-- start Source text --

Light probes (either real-time or baked) and the shaders you use (and the shader options) can make your scene look really amazing. However, they can also have a significant effect on performance. Balancing aesthetics and graphics performance is an art and a science.

Next, we'll take a look at flagging game objects as static for occlusion culling.

Occlusion culling

As we've seen, the less geometry that's rendered each frame, the better. Whether or not you are using high- or low-poly models, Unity still needs to figure out which faces are in view. This process is split into viewport clipping and occlusion culling. Clipping occurs on objects completely outside of the camera view. Unity includes built-in occlusion culling on the CPU when determining what data to send on to the GPU for rendering. When there are a lot of overlapping objects, perhaps we could help Unity out by giving it some clues.

Occlusion culling disables the rendering of objects altogether when they are not seen by the camera because they are obscured (occluded) by other objects (seehttp://docs.unity3d.com/Manual/OcclusionCulling.html for more details). It examines your scene and, using the bounding boxes (extents) of each object, divides the world space into a hierarchy of cubes. When Unity needs to determine if an object is within view, it will throw away any objects whose culling box is obviously outside of the view and continue through the hierarchy.

To demonstrate this, we'll bake Occlusion Culling of our 1,000 object called Mememan Borg. Assuming all the GameObjects are marked as Static (including the Occluder and Occludee flags), you can generate it with the following steps:

1. Open the Occlusion Culling window using Window | Rendering | Occlusion Culling.

-- end Source text --

Required actions:
**a)** Set down the stretch of the occlusion culling excerpt above from "As we've seen, the" through "it some clues.".
**b)** List every line of the records below that contains the string "vent", treating uppercase and lowercase as distinct.

-- start Data entries --

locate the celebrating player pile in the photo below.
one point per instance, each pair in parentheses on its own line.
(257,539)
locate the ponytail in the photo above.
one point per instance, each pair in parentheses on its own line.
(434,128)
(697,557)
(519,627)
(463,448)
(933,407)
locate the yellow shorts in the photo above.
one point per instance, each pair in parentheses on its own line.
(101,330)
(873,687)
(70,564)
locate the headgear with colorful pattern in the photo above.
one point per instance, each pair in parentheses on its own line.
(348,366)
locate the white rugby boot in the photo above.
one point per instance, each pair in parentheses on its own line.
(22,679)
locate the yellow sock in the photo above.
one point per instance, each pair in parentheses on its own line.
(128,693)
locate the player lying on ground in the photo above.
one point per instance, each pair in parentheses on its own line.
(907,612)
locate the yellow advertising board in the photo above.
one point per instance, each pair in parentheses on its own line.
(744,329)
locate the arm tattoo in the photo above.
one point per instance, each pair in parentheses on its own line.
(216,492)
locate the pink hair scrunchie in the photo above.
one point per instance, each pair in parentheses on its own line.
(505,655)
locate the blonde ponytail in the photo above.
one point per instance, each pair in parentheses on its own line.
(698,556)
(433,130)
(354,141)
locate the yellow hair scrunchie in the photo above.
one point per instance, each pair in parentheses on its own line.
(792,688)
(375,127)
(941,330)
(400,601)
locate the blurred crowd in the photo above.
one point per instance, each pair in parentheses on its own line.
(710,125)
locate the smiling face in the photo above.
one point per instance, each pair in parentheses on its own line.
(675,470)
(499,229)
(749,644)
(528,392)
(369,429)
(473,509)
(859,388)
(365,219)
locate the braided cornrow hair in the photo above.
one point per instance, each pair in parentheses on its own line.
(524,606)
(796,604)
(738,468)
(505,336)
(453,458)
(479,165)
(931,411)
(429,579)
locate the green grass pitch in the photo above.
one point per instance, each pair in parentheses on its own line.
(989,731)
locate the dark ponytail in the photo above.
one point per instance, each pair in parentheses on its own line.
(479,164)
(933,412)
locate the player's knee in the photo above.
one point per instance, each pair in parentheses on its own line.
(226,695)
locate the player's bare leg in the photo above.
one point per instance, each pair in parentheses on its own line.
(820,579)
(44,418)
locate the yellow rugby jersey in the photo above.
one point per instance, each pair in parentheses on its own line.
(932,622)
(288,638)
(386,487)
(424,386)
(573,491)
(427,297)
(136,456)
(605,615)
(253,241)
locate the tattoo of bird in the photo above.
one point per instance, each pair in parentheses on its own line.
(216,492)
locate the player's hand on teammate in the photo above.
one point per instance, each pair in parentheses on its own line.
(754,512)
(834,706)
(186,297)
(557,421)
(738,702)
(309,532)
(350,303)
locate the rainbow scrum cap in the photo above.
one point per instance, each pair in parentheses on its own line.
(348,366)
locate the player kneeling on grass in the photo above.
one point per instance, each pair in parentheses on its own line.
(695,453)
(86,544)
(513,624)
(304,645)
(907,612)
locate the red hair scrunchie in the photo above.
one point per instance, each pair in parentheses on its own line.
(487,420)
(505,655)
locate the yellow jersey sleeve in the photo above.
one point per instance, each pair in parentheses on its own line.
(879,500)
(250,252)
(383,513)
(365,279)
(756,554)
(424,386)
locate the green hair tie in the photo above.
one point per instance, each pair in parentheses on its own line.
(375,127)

-- end Data entries --
-- start Data entries --

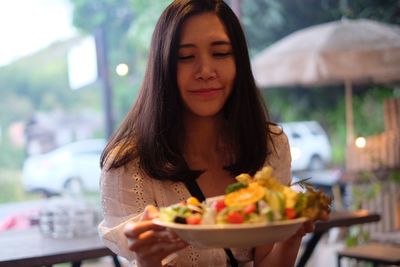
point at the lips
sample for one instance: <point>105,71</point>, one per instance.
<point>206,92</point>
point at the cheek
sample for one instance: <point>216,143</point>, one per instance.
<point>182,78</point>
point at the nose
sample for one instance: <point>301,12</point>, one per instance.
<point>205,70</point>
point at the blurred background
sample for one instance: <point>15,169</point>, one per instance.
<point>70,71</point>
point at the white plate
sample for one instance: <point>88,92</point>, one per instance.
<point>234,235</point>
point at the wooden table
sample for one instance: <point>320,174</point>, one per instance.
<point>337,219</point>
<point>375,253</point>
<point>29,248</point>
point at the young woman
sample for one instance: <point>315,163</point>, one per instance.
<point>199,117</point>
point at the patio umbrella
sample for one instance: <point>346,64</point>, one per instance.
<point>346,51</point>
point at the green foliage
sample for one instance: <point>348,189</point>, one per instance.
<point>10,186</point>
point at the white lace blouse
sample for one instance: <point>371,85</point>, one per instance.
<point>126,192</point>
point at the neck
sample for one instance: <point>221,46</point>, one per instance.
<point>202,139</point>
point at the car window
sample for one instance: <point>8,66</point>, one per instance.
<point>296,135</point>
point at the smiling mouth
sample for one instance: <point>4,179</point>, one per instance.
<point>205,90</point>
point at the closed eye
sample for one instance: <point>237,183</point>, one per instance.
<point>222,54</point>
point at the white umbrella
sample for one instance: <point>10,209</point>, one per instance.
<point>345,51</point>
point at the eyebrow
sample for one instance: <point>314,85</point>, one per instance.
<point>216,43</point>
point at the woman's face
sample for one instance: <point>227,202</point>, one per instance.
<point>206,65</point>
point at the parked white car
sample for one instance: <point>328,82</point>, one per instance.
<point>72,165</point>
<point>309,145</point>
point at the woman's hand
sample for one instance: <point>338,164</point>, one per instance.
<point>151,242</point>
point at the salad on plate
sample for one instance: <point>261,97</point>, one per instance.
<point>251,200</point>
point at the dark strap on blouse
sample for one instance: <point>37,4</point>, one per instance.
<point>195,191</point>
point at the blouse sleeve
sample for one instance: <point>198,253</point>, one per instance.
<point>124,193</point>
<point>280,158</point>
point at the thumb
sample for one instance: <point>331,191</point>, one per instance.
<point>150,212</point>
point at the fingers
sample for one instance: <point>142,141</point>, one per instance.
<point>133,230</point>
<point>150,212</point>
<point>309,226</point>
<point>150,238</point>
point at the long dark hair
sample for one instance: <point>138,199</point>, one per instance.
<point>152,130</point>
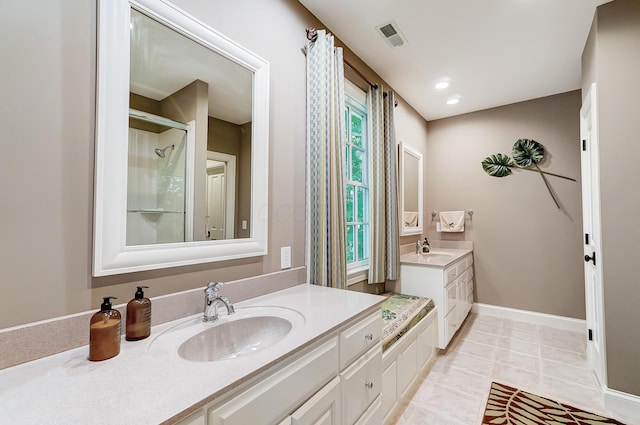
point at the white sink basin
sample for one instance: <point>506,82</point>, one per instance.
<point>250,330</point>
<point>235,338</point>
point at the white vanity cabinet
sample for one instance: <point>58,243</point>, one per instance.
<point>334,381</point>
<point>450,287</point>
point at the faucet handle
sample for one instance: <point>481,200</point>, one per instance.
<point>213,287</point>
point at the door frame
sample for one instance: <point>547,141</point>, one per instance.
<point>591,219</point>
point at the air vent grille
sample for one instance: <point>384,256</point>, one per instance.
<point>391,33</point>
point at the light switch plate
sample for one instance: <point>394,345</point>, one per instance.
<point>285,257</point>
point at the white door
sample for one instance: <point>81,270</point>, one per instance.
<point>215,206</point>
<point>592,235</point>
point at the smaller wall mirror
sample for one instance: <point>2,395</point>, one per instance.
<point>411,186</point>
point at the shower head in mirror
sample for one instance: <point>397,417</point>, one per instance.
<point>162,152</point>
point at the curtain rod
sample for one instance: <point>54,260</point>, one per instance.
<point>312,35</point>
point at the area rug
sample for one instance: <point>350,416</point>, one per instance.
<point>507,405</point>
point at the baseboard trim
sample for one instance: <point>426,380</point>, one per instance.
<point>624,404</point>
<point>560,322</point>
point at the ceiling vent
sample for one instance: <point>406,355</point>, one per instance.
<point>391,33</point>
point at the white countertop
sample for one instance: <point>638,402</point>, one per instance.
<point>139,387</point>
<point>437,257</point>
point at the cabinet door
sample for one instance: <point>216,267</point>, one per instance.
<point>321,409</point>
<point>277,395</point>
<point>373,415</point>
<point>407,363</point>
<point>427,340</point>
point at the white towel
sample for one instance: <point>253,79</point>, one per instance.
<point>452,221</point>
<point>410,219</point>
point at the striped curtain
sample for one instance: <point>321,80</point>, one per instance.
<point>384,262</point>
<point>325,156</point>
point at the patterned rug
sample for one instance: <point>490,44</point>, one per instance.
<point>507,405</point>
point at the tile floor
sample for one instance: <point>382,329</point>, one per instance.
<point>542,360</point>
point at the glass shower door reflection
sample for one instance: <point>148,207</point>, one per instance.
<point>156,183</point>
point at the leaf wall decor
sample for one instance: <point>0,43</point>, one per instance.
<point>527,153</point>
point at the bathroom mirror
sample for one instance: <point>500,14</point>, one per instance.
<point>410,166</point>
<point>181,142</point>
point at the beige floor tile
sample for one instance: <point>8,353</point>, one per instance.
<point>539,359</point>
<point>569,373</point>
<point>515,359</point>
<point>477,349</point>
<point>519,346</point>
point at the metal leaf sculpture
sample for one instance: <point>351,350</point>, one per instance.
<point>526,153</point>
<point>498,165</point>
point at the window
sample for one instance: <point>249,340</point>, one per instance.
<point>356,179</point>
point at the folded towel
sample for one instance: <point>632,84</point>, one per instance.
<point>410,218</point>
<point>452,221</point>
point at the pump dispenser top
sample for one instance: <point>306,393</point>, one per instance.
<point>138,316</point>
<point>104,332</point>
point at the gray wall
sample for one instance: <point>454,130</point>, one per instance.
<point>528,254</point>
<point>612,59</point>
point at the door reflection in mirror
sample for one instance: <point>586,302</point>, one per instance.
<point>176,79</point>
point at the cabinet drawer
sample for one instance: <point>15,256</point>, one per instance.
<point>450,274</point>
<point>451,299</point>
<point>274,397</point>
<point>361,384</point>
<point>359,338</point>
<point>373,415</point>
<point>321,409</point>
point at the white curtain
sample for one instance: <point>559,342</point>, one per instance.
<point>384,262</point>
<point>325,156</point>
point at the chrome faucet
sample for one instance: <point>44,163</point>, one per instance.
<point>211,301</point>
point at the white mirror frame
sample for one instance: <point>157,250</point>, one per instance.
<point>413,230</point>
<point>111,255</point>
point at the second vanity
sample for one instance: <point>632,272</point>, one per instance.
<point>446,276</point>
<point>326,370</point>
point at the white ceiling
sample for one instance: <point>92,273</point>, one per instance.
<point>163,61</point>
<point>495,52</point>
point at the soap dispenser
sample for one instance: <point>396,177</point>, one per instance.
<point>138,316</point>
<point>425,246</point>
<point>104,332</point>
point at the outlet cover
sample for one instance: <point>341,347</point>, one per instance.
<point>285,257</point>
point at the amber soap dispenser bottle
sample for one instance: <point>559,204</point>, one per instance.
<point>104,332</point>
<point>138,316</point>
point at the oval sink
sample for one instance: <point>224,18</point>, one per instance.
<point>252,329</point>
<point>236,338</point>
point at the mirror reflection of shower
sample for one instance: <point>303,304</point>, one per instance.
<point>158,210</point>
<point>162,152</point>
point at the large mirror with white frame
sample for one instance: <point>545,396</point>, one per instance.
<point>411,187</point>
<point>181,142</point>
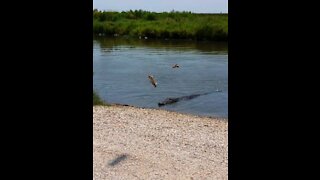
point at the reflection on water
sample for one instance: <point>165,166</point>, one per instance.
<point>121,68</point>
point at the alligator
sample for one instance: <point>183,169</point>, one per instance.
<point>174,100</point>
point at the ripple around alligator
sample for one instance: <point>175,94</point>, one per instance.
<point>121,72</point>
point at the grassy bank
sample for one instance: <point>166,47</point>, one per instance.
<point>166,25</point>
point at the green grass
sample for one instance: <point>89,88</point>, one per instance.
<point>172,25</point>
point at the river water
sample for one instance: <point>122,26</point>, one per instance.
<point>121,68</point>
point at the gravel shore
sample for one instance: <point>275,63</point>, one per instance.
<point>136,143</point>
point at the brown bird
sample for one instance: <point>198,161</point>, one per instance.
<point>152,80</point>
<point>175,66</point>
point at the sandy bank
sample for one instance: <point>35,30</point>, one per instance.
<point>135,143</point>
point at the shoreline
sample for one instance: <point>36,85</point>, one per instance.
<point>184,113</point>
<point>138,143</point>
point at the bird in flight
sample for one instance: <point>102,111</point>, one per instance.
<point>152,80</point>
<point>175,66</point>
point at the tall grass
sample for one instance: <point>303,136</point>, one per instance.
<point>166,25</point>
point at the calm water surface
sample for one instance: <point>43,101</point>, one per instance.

-- end Data entries --

Per-task answers:
**a)**
As we've seen, the less geometry that's rendered each frame, the better. Whether or not you are using high- or low-poly models, Unity still needs to figure out which faces are in view. This process is split into viewport clipping and occlusion culling. Clipping occurs on objects completely outside of the camera view. Unity includes built-in occlusion culling on the CPU when determining what data to send on to the GPU for rendering. When there are a lot of overlapping objects, perhaps we could help Unity out by giving it some clues.

**b)**
point at the air vent grille
point at the ceiling vent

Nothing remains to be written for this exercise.